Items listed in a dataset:
════════

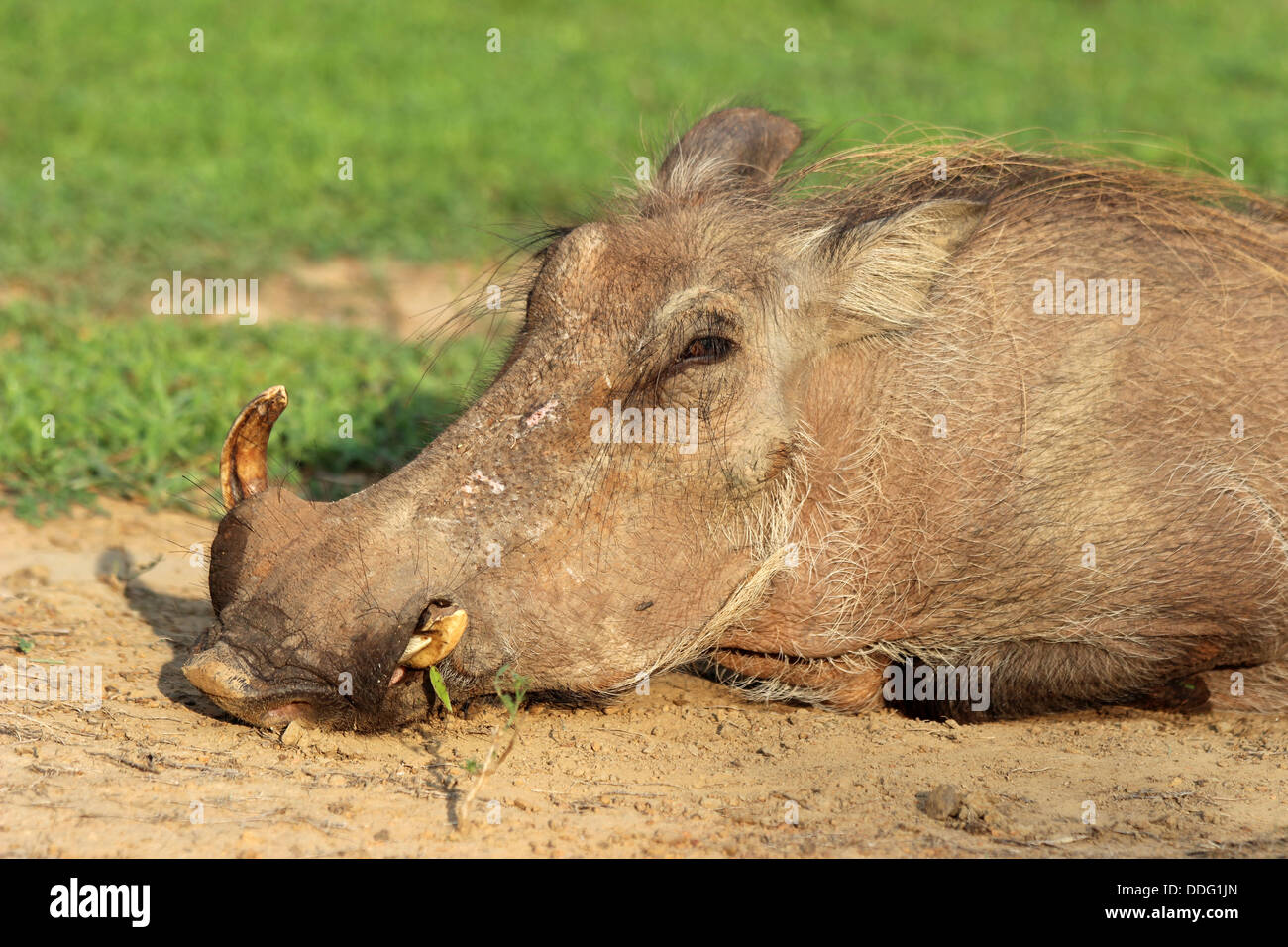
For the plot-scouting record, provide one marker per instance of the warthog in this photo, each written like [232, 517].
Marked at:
[960, 408]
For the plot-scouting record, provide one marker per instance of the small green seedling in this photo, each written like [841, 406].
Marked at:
[436, 681]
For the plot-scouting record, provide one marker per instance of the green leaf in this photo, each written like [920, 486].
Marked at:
[436, 681]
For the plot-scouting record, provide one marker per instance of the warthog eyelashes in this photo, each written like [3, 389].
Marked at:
[706, 350]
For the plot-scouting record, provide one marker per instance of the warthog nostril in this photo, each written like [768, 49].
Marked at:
[437, 633]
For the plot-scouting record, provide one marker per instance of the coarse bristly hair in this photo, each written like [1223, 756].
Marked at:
[832, 205]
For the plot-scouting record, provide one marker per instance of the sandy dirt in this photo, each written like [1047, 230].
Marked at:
[687, 770]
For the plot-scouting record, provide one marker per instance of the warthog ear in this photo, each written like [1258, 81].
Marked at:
[735, 146]
[877, 274]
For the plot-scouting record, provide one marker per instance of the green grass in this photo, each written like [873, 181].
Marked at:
[141, 406]
[223, 163]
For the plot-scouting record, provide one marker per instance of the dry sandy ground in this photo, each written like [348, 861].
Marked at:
[688, 770]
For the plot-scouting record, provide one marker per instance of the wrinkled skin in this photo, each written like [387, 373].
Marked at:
[585, 566]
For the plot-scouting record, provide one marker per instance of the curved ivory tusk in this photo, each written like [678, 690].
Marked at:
[244, 463]
[433, 643]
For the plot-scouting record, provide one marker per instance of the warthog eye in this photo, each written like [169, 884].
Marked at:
[706, 350]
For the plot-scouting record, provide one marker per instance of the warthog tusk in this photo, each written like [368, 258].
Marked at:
[243, 463]
[433, 643]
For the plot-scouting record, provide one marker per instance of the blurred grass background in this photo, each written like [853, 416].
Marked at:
[224, 163]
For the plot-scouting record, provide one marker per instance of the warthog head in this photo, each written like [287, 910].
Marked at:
[606, 506]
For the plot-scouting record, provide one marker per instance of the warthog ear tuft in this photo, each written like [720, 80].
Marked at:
[729, 149]
[877, 274]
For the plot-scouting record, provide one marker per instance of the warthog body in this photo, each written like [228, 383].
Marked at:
[1029, 420]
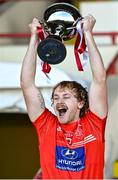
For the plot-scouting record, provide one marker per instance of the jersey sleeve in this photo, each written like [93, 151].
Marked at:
[96, 125]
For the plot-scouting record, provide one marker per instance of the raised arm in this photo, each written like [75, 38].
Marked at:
[98, 89]
[32, 95]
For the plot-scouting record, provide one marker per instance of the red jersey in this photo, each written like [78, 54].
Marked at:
[71, 151]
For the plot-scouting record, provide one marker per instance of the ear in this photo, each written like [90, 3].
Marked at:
[81, 104]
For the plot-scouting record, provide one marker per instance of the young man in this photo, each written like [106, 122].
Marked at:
[71, 142]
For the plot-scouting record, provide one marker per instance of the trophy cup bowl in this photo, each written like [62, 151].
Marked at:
[59, 25]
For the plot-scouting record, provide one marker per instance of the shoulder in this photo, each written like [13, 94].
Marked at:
[45, 116]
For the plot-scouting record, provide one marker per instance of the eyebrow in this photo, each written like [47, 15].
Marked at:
[66, 94]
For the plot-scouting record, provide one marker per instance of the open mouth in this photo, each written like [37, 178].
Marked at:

════════

GIVEN TASK: Leave every image out, and retype the material exactly.

ANSWER TO THIS EXERCISE:
For the plot-scouting record, provide one marker per instance of the warthog in this photo, each written like [232, 517].
Marked at:
[960, 408]
For the plot-scouting record, provide one marker per instance of the small green seedling in this photo, each written like [841, 406].
Marked at:
[436, 681]
For the plot-scouting record, provide one marker per instance of the green leaf in this photo, each written like [920, 486].
Marked at:
[436, 681]
For the plot-scouting record, provide one marker per instance of the warthog eyelashes in this photo, each written like [3, 389].
Marked at:
[706, 350]
For the plot-scouting record, provide one marker per instance of the warthog nostril in this photo, each written like [768, 49].
Marked at:
[437, 633]
For the plot-scouting record, provide one marker per instance of the coarse bristly hair in this photo, each written like [1223, 756].
Marked at:
[832, 205]
For the plot-scouting record, provide one marker per instance of the sandy dirt in this photo, each written like [1047, 230].
Marked at:
[687, 770]
For the plot-scouting record, provide one marker per instance of the warthog ear in this photo, each written like [1258, 81].
Marked at:
[735, 146]
[877, 274]
For the plot-scouting record, provide one marker per instance of the green grass in this photo, each written like [873, 181].
Marked at:
[141, 406]
[223, 163]
For the plot-scouting record, provide one marker per instance of the dry sandy ground in this photo, each written like [348, 861].
Marked at:
[688, 770]
For the plot-scouting record, provide one marker per instance of the wrinkled skin in this photo, each written like [387, 373].
Marked at:
[585, 566]
For the plot-scouting record, provide one marker per instance of the curved ivory tusk in this photo, each written like [678, 690].
Marked at:
[244, 463]
[433, 643]
For the plot-scouting record, provide one marker per instance of the warthog eye in this photo, each written like [169, 884].
Marked at:
[706, 350]
For the plot-scouting record, provide one marker per instance of the warthog tusk in this photo, each written like [368, 258].
Marked at:
[243, 463]
[433, 643]
For the plot-scouting record, provide one marker per instance of the blurred grass background in this photo, each written like [853, 416].
Marked at:
[224, 163]
For the plot-scouting record, provide one marker per instance of the warthog head in this photo, each written like [287, 910].
Marked at:
[606, 506]
For the plot-scouting record, provide one marker per instance of the warthog ear tuft in this photo, each written like [720, 80].
Marked at:
[729, 149]
[877, 274]
For the plot-scouting record, provide one marker per instance of the warthog body in this photo, each written like [228, 383].
Marked at:
[1029, 420]
For the plot-scouting record, provide one marker per instance of the jersey sleeve in this photo, each written like [93, 151].
Marked at:
[96, 125]
For the plot-scouting record, provide one marker per instance of the raised arm in this photo, each written like [75, 38].
Marked at:
[98, 89]
[32, 95]
For the plot-scouting record, provide one marker per instance of the red jersey in this photo, each written like [78, 54].
Marked at:
[71, 151]
For the plot-scouting record, provide one marker per instance of the ear in this photo, each written like [90, 3].
Marked at:
[81, 104]
For the plot-scouting record, provide one marker per instance of the young man in this photo, each written like [106, 122].
Marked at:
[71, 142]
For the plot-scouting record, provide one marker per instance of the trophy cup bowl in this photo, each written like [62, 151].
Marked at:
[59, 25]
For the plot-scouting record, provide one marker per instance of the shoulder in this photo, each written like [13, 94].
Marked at:
[45, 116]
For the plot-scouting record, provide one marker per instance of the eyebrow in this photo, each written like [47, 15].
Marked at:
[66, 94]
For the plot-scouting record, provide one marker per instance of the open mouth in this photo, each written like [37, 178].
Marked at:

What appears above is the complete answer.